EXERCISE PASSAGE:
◆ ◆ ◆ ◆

Yi pulls off a display for the senses, while keeping the insects and bacteria (I hope) behind glass. Born in South Korea, she also aligns herself with the politics of globalization, global feminism, and Asian American art. Does she have enough to say about any of them? Not really, unless you believe that ants, bacteria, and microchips are fitting metaphors for oppressed cultures and the lifestyle wars. If anything, language seems to have broken down entirely, even in the supposed service of political and critical theory. One can, though, admire the breakdown while exiting the last steel gate.

Read more, now in a feature-length article on this site.

3.6.17 — Asian Industry

Tales of Our Time” opens with a swirl of black. It ends with a pool of red liquid, which an industrial robot disperses and gathers again. They are exuberant moments in a show, at the Guggenheim, that more often recalls a distant time or world. And I have added this to earlier reports on global displacement and post-industrial waste as a longer review and my latest upload.

Cheng Ran's Diary of a Madman (photo by Maris Hutchinson/EPW Studio, New Museum, 2016)Sun Xun works not directly on the wall, but on mulberry bark paper, in the manner of traditional Chinese calligraphy and art. And the long entrance wall to a tower gallery immerses one in it. Up close, where one first encounters it, it dissolves into abstraction. From a distance, it resolves into a landscape—and the first of his cast of exotic birds, wolves, tigers, and dragons. More enter in color on facing walls and in a video at their center. Elsewhere the Yangjiang Group lays out a tea ceremony, but with a cuff for visitors to check their rising blood pressure—due, I suspect, only partly to caffeine.

◆ ◆ ◆ ◆

Dataset entries:
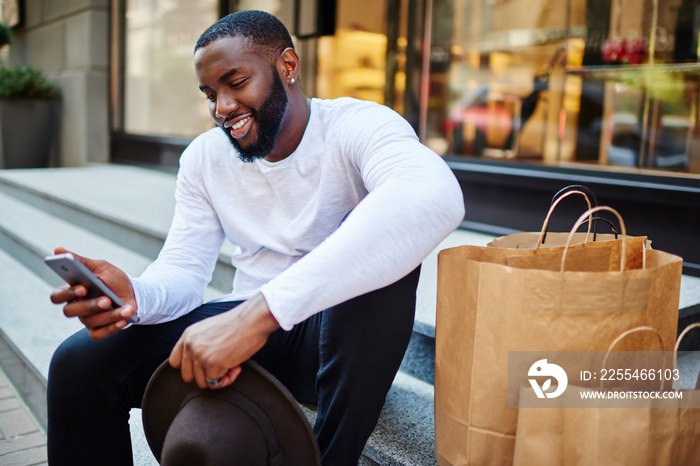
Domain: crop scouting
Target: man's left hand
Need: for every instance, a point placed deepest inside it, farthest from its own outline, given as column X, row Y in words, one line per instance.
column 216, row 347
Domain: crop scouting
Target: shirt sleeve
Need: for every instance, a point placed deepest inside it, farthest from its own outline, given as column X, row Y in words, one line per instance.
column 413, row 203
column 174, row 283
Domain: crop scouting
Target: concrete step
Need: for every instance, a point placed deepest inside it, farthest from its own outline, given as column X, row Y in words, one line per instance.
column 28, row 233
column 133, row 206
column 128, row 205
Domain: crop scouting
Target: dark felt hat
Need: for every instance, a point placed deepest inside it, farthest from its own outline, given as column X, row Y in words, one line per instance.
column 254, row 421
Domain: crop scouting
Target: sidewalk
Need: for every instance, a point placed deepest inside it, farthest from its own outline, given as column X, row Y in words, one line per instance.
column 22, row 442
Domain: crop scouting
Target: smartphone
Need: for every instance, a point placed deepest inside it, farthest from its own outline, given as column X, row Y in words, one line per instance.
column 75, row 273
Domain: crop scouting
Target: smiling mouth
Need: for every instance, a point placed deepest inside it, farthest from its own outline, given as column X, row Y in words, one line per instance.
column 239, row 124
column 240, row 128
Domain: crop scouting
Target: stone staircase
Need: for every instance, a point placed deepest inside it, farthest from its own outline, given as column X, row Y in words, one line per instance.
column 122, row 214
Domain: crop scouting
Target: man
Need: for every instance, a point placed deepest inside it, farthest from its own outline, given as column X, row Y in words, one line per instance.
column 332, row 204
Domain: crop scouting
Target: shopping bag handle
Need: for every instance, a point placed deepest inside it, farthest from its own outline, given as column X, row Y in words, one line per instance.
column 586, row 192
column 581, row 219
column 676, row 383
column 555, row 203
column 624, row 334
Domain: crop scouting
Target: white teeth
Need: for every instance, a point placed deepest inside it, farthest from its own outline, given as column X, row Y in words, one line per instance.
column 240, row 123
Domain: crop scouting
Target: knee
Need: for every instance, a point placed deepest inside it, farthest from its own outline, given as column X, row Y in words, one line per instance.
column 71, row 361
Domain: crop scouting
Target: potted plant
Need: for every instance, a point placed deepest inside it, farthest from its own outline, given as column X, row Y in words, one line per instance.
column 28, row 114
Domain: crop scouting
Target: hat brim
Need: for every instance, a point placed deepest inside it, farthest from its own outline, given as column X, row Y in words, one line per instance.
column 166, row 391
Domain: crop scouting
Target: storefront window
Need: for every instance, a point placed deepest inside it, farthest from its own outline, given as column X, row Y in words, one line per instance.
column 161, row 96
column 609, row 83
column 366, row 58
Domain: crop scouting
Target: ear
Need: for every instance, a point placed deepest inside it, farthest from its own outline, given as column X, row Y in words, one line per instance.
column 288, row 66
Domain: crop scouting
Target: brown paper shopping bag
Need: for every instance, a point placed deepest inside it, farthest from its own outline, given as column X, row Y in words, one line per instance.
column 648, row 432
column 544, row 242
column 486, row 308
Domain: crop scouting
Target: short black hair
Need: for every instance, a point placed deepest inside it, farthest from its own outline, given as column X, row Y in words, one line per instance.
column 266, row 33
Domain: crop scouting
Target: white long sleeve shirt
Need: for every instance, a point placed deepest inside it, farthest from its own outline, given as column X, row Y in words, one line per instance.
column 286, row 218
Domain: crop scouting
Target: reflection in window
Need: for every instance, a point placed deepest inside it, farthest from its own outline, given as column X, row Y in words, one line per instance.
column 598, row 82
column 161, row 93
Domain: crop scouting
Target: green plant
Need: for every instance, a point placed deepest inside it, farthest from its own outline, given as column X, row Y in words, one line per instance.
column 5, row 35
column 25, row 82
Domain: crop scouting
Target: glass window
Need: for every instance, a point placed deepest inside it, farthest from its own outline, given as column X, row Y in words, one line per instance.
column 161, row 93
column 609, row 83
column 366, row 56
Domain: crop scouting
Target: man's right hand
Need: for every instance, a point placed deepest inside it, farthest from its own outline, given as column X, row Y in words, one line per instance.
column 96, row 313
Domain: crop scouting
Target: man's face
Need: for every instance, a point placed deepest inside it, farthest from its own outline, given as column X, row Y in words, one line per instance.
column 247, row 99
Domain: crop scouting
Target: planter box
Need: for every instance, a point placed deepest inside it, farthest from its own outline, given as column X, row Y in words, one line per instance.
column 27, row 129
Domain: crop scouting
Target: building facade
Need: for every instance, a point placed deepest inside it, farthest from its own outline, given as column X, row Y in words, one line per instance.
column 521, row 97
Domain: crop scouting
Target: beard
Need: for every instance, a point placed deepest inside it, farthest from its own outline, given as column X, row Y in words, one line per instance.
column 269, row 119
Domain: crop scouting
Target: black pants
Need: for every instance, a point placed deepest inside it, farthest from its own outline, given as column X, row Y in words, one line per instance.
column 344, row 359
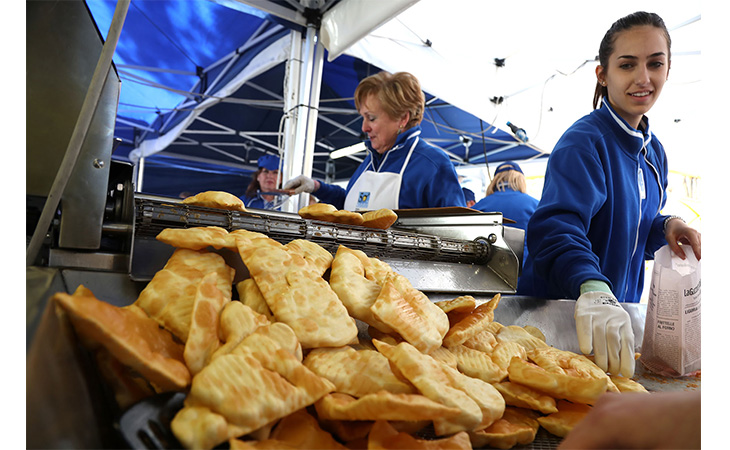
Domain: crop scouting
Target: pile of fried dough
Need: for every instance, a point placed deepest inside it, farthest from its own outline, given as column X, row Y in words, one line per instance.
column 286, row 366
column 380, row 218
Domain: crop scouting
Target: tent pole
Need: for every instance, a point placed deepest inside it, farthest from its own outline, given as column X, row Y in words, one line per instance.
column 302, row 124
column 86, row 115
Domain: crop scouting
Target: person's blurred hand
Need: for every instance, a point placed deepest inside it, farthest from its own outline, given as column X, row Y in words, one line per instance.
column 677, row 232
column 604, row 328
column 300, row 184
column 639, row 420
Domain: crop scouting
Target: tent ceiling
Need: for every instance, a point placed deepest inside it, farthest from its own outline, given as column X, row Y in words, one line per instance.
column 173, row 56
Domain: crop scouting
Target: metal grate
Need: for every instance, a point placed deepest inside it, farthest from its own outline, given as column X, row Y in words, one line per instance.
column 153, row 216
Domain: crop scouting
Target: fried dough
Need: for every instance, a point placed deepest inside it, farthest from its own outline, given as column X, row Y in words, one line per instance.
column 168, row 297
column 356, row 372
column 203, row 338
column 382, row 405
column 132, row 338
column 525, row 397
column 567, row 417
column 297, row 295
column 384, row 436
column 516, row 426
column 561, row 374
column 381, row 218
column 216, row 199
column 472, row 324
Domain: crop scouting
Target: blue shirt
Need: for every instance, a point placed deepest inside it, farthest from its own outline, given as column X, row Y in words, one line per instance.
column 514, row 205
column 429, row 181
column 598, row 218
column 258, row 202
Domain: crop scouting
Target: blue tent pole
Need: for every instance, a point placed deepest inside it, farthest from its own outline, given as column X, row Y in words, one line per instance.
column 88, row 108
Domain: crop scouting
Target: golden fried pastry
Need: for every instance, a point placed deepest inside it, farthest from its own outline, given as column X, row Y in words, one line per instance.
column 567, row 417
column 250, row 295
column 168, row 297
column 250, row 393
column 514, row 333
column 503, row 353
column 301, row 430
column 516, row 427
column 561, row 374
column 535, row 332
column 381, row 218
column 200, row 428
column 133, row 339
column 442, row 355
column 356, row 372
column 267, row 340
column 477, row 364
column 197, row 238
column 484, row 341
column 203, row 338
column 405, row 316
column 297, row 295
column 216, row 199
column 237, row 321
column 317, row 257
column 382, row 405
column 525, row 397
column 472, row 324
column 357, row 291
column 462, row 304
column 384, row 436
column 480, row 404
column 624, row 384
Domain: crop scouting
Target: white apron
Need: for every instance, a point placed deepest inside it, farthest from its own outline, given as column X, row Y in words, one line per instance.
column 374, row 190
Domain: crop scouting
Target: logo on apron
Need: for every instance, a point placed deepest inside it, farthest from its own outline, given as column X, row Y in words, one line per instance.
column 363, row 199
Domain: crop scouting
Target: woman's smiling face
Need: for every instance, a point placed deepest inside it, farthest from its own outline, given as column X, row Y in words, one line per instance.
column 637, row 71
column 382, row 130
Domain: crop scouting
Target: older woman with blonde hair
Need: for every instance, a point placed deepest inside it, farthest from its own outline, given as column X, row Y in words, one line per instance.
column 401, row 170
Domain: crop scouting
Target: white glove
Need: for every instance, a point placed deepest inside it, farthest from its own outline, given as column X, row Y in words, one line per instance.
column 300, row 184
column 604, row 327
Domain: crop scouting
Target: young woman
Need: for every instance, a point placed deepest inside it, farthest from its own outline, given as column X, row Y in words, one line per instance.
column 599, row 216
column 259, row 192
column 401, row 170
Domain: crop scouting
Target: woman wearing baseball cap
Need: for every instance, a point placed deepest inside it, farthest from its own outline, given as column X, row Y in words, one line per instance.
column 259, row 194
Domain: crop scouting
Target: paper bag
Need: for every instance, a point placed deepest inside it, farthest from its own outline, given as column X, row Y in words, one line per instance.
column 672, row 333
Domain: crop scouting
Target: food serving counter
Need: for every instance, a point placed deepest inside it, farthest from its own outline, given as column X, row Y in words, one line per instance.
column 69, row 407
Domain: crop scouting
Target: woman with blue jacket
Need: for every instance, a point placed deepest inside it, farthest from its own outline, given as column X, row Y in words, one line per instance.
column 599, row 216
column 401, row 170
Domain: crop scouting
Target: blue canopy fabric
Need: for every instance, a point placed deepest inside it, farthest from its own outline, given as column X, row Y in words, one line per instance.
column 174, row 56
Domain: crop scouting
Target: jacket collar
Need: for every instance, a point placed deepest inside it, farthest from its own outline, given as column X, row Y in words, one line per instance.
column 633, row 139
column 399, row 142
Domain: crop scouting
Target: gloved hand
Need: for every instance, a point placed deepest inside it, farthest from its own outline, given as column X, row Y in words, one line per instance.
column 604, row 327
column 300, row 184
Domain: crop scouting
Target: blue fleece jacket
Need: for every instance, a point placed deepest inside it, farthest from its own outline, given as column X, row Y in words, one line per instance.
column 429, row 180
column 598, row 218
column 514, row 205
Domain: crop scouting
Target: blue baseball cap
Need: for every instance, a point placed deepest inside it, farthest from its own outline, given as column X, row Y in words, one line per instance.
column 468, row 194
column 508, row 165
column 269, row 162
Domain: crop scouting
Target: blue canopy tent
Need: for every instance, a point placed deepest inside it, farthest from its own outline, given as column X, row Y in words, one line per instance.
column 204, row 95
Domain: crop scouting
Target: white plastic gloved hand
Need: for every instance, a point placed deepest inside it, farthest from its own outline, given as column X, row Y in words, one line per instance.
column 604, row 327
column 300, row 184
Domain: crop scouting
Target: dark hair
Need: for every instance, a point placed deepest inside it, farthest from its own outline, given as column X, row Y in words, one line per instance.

◆ ◆ ◆ ◆

QUESTIONS ON THE MATERIAL:
A - In the art review, what does the industrial robot do with the pool of red liquid?
B - Do these statements agree with the art review? (i) Yi was born in South Korea. (ii) Sun Xun works directly on the wall. (iii) The Yangjiang Group's tea ceremony includes a cuff for visitors to check their blood pressure.
C - Set down the passage of the art review that begins at the words "Yi pulls off" and ends after "on this site.", copying every word and mark unchanged.

RESPONSES BY ITEM NUMBER:
A - It disperses the red liquid and gathers it again.

B -
(i) Yes: "Born in South Korea"
(ii) No: "works not directly on the wall, but on mulberry bark paper"
(iii) Yes: "with a cuff for visitors to check their rising blood pressure"

C -
Yi pulls off a display for the senses, while keeping the insects and bacteria (I hope) behind glass. Born in South Korea, she also aligns herself with the politics of globalization, global feminism, and Asian American art. Does she have enough to say about any of them? Not really, unless you believe that ants, bacteria, and microchips are fitting metaphors for oppressed cultures and the lifestyle wars. If anything, language seems to have broken down entirely, even in the supposed service of political and critical theory. One can, though, admire the breakdown while exiting the last steel gate.

Read more, now in a feature-length article on this site.